Texte du document:
'''
Il est 11 h du matin chez nous, 10 h chez lui, et slowthai ne s’est assoupi qu’une heure plus tôt. Il travaillait sur des morceaux, dans ce même studio d’où il nous répond les yeux tout endormis, le bâillement jamais loin. Studio niché au sous-sol de la baraque où il vit avec sa mère en banlieue de Northampton, une ville de 200 000 habitant·es située à quelque 100 kilomètres au nord de Londres, où il a grandi et qu’il n’a jamais quittée.

Malgré le succès fulgurant, slowthai reste attaché à son territoire géographique. “Quand tout reviendra à la normale, que nous pourrons voyager à nouveau, je passerai moins de temps à la maison bien sûr, mais c’est agréable de revenir, de retrouver la famille, les amis. De se sentir entouré. Je ne me vois pas seul dans une grande ville. Je suis heureux là où je suis.”

Northampton et sa banlieue sont au cœur du rap trempé  dans le grime et la drill que délivre slowthai, Tyron Frampton de son vrai nom, depuis 2016 et Jiggle, un premier single en forme de “petite secousse” – pour traduire son titre – sur lequel il expliquait, goguenard, à quel point la cocaïne mangeait sa ville et qu’il fallait être bien fou pour y mettre un pied. “Feeling great, nothing great about Britain”, s’amusait-il notamment, ce qui donnera trois ans plus tard le titre de son premier album diablement politique, Nothing Great about Britain. Comme une grande claque bien cinglante envoyée à la face d’un Royaume-Uni pro-Brexit par un jeune d’alors 24 ans, doté d’une écriture aussi acerbe et assurée que sa voix canaille. Dans le clip d’Inglorious, un featuring avec Skepta, Tyron Frampton va jusqu’à décapiter Boris Johnson.
'''
Données:
'''
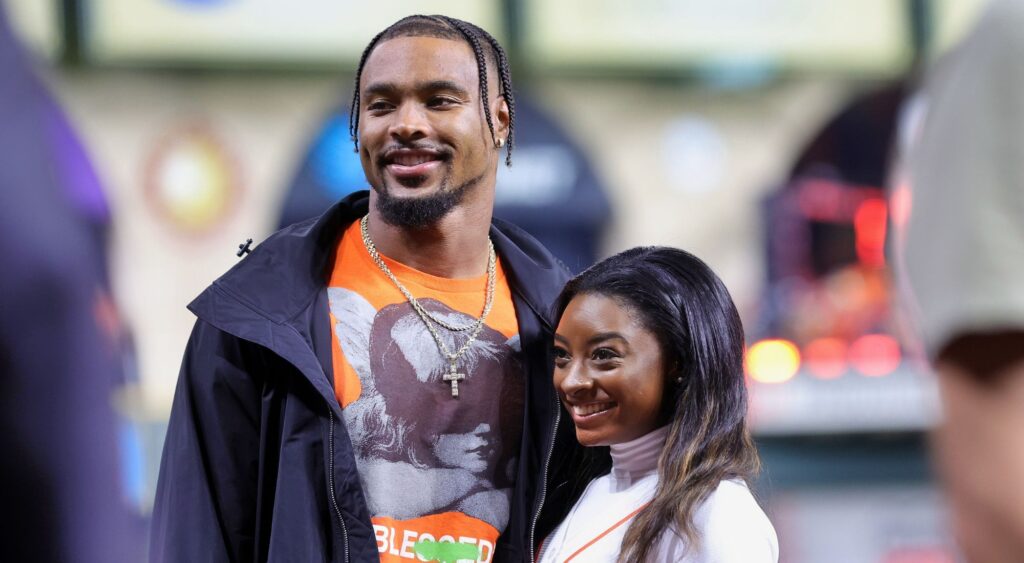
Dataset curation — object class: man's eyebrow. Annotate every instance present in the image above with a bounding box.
[366,82,398,94]
[416,80,469,96]
[364,80,469,96]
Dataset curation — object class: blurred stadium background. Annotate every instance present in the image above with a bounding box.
[2,0,984,563]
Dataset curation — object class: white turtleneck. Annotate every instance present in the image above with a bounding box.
[539,426,778,563]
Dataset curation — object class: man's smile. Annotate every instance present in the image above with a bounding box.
[381,148,445,185]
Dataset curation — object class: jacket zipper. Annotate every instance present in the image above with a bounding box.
[529,394,562,563]
[328,409,348,563]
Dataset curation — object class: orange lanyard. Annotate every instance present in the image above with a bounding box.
[537,503,650,563]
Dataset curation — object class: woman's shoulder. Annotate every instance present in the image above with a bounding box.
[657,480,778,563]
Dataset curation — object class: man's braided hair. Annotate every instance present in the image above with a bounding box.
[348,15,515,166]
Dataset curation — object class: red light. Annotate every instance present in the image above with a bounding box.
[744,340,800,383]
[850,335,902,377]
[853,199,888,268]
[804,338,848,379]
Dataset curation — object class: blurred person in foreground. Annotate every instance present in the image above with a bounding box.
[901,0,1024,563]
[151,15,578,562]
[0,6,142,563]
[540,247,778,563]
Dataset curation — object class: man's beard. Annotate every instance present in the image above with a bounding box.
[374,169,483,229]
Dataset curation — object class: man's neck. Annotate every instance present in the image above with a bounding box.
[367,198,493,278]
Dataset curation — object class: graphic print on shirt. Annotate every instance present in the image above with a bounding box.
[328,287,523,561]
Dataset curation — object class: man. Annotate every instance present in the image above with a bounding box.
[903,0,1024,563]
[152,16,575,562]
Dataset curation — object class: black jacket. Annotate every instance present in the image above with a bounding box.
[151,191,579,563]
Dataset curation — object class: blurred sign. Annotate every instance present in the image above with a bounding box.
[523,0,910,73]
[143,124,242,234]
[767,485,959,563]
[750,364,940,436]
[0,0,60,60]
[83,0,503,66]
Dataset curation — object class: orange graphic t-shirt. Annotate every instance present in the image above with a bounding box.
[328,221,524,563]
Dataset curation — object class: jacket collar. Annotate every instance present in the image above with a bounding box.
[188,191,568,415]
[189,190,567,328]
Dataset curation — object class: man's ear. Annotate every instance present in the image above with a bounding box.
[494,95,512,142]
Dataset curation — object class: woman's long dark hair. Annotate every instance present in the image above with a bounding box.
[557,247,760,562]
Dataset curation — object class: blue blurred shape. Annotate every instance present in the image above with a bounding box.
[309,114,367,201]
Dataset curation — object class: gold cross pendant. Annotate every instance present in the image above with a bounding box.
[444,363,466,398]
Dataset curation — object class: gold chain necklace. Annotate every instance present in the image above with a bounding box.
[359,215,498,397]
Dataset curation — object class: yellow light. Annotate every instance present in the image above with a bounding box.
[744,340,800,383]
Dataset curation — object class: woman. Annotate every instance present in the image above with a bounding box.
[538,247,778,563]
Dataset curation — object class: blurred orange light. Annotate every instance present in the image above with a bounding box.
[745,340,800,383]
[853,199,888,267]
[804,338,848,379]
[850,335,902,377]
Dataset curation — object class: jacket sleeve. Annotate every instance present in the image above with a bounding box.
[150,320,263,563]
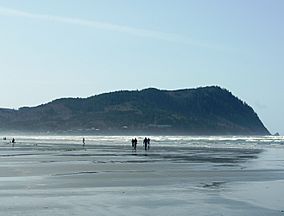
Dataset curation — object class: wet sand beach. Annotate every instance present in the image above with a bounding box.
[0,136,284,216]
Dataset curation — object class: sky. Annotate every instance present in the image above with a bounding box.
[0,0,284,134]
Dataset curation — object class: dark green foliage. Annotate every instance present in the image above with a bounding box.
[0,86,269,135]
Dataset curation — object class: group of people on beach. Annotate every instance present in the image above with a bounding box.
[3,137,16,147]
[131,137,150,151]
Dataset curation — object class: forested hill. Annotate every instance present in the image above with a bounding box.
[0,86,269,135]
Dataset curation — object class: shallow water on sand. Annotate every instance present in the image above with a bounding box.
[0,136,284,216]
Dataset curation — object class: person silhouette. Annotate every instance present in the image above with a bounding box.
[12,138,16,147]
[82,137,85,147]
[143,137,148,151]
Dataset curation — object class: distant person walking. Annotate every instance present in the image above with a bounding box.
[131,138,137,151]
[143,137,148,151]
[11,138,16,147]
[82,137,86,147]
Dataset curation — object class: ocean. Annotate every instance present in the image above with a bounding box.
[0,136,284,216]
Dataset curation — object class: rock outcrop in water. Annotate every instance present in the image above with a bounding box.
[0,86,269,135]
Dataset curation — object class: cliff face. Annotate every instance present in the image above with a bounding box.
[0,86,269,135]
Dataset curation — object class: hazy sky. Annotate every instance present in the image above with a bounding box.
[0,0,284,134]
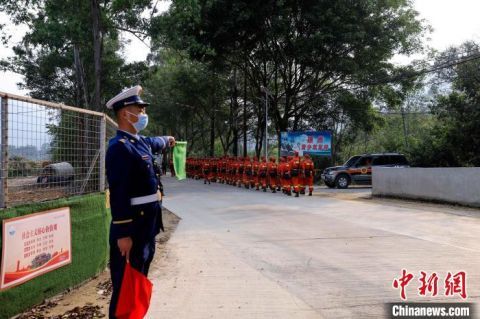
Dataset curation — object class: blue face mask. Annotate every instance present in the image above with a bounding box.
[127,111,148,133]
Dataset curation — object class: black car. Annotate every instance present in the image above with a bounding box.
[322,153,409,188]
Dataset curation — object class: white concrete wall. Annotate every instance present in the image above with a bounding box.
[372,167,480,207]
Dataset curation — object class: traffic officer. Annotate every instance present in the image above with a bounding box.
[105,85,175,318]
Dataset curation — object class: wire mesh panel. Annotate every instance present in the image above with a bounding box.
[0,93,116,207]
'''
Exercice écrit:
Expliquez, s'il vous plaît, pourquoi slowthai tient à revenir chez lui à Northampton, selon l'article sur le rappeur. Répondez en une à trois phrases. Les données n'interviennent pas dans ce travail.

Réponse:
Il trouve agréable de revenir chez lui pour retrouver sa famille et ses amis, et de se sentir entouré. Il ne se voit pas seul dans une grande ville et se dit heureux là où il est.